- Texto do exercício:
--------------------
Em 2015, o Supremo Tribunal Federal manteve uma decisão anterior de anular a Operação Satiagraha, após o habeas corpus para soltura de Dantas ter sido criticado por 45 promotores como uma “descarada afronta às instituições democráticas’’ brasileiras e atacado por mais de 130 juízes por pular regras processuais, segundo cartas publicadas na imprensa.
Dantas também fez uma ofensiva contra o Citi. Em processo movido na justiça federal em Nova York, ele alegou que o banco conspirou com autoridades brasileiras para arrancar a participação dele na Brasil Telecom há uma década.
Ele disse que foi punido por resistir a pedidos por dinheiro de campanha. Em pedido para anular a queixa, o Citi afirmou que Dantas está tentando requentar acusações antigas sem ter provas.
Enquanto isso, seus negócios crescem. Há três anos, a mina Baratinha, de propriedade do Opportunity, entrou em operação em Minas Gerais e agora produz cerca de 2 milhões de toneladas de minério de ferro por ano, gerando um fluxo de caixa que está financiando outros oito projetos de exploração, que abrangem ouro, fosfatos, minerais raros e água mineral, de acordo com uma pessoa que pediu anonimato por não ter autorização para falar sobre o assunto.
No Pará, outro empreendimento do Opportunity em franca expansão é a Agropecuária Santa Bárbara Xinguara. Mais de duas dezenas de fazendas da Santa Bárbara que foram bloqueadas anos atrás na Satiagraha foram liberadas pela justiça a partir de 2012.
Em uma visita recente, um dos executivos levou quase uma hora para cruzar uma das fazendas de caminhão, onde os vaqueiros usam camisetas com o slogan do fundo: “Atitude de dono’’.
Mas a polêmica segue Dantas, como é o caso nas fazendas. Integrantes do Movimento dos Trabalhadores Rurais Sem Terra (MST) ocupam duas fazendas da Santa Bárbara há nove anos e um executivo da empresa se recusou a visitar o local para evitar conflitos.
A área lembra uma zona de guerra, com escombros queimados de uma fábrica, um laboratório de genética e escritórios. Os militantes protestam contra a distribuição de terras no Brasil, onde um por cento dos fazendeiros são donos de metade do território agrícola.
“Há tanto concentrado nas mãos de poucos como Dantas”, disse Pedro Pereira da Silva, que já trabalhou como garçom e hoje é um dos 700 acampados em uma fazenda da Santa Barbara. “É financeiramente impossível para nós.”
--------------------
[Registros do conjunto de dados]
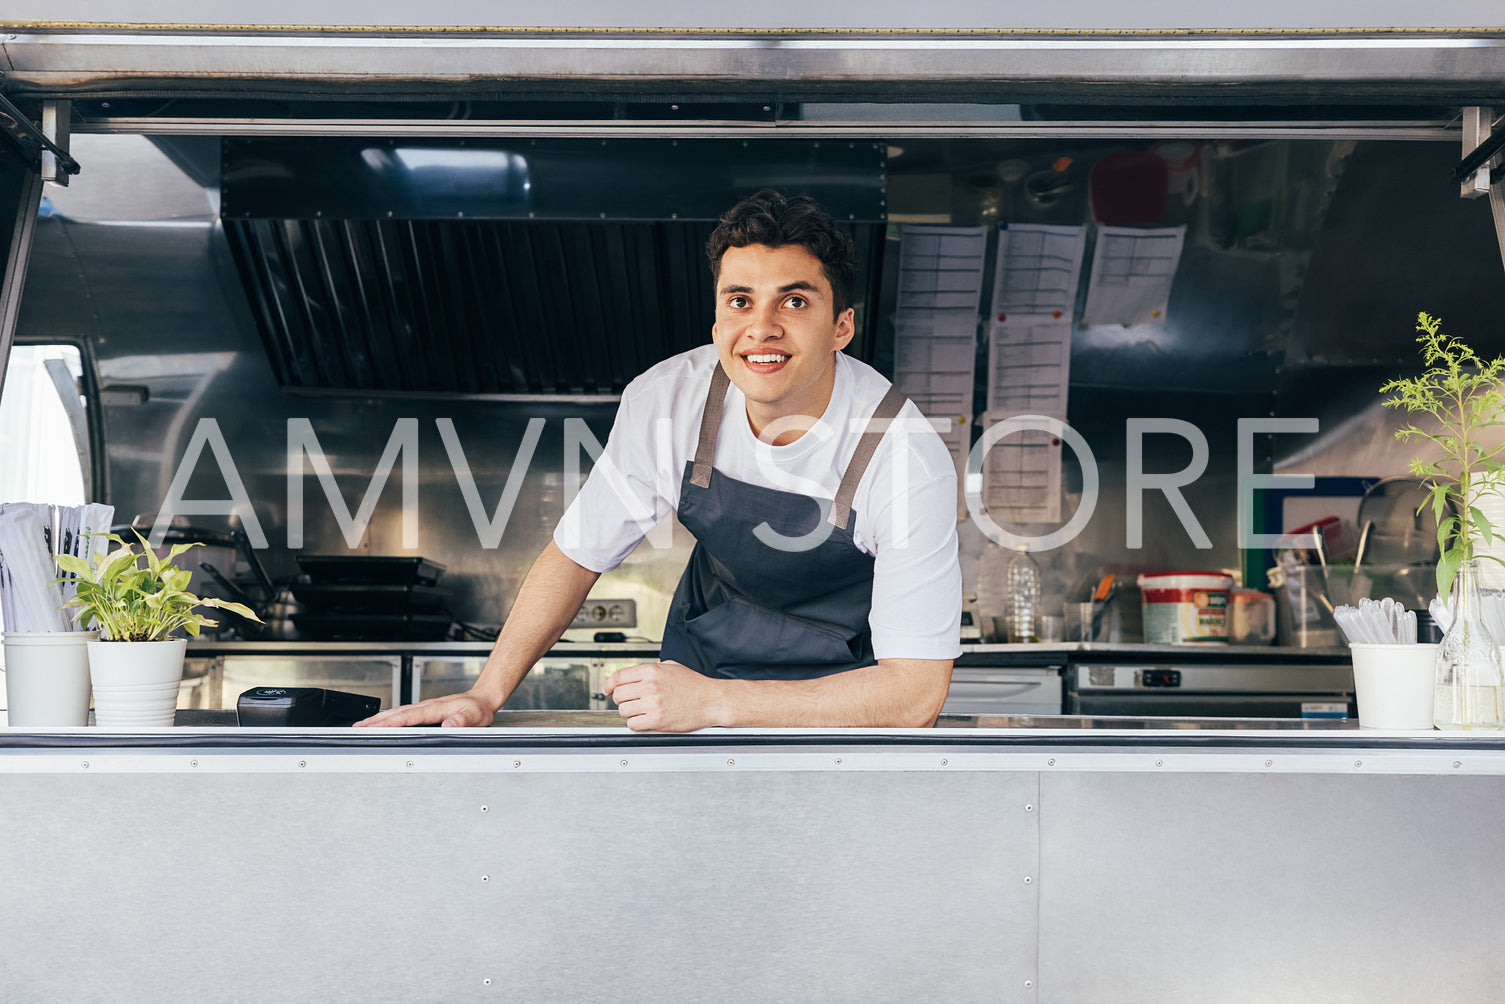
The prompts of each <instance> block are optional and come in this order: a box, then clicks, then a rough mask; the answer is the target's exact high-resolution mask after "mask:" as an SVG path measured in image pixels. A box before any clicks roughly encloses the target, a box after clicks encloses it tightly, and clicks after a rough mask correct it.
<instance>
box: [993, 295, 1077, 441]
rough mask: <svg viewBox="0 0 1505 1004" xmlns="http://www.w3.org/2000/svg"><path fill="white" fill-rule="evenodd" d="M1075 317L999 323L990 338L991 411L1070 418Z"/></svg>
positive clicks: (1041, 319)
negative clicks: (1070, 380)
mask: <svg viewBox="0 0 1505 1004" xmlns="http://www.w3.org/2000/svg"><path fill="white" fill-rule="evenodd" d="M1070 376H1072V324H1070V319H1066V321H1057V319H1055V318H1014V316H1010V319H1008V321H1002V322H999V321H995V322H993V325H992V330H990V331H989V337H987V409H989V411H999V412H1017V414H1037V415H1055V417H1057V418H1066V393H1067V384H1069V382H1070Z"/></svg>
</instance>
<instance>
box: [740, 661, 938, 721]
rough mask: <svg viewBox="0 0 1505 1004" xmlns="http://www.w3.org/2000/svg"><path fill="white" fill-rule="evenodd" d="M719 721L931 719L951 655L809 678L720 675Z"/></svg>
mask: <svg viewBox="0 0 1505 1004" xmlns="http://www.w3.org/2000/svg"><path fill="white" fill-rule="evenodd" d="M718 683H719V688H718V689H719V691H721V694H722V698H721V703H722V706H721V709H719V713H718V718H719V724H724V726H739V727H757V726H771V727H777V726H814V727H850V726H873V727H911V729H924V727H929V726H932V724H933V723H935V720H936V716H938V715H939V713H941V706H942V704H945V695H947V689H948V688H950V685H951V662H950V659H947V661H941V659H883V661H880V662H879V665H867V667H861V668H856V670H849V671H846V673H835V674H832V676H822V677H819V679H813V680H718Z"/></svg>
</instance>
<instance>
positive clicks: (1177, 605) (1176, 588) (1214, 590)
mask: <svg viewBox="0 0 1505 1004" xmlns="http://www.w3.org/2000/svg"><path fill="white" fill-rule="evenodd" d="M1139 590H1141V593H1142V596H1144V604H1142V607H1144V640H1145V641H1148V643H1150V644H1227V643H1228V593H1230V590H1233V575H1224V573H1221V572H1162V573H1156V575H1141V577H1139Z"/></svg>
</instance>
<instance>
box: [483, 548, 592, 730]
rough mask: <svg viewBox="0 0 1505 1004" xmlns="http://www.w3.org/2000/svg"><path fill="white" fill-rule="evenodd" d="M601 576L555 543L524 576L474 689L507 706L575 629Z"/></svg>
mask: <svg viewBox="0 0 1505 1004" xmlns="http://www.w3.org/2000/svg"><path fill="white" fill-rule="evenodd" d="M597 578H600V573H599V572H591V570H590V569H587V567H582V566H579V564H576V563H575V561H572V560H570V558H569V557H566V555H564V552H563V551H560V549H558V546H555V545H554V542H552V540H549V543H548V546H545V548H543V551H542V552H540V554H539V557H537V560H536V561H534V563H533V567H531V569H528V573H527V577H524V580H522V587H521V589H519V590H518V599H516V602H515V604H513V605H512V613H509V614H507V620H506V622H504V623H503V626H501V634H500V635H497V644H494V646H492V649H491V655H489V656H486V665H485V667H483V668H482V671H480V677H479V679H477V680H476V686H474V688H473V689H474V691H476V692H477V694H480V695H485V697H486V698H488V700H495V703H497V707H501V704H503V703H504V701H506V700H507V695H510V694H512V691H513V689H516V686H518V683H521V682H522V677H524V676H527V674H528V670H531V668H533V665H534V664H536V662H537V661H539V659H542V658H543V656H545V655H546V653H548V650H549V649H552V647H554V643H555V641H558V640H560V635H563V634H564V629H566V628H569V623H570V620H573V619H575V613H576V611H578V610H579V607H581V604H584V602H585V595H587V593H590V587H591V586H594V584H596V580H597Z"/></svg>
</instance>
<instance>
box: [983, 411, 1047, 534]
--------------------
- O que fazer: Transcreva do texto sobre Dantas e o Opportunity tudo o que vai de "Em 2015, o Supremo" até "publicadas na imprensa.". Os registros têm origem em outra fonte.

- Resposta esperada:
Em 2015, o Supremo Tribunal Federal manteve uma decisão anterior de anular a Operação Satiagraha, após o habeas corpus para soltura de Dantas ter sido criticado por 45 promotores como uma “descarada afronta às instituições democráticas’’ brasileiras e atacado por mais de 130 juízes por pular regras processuais, segundo cartas publicadas na imprensa.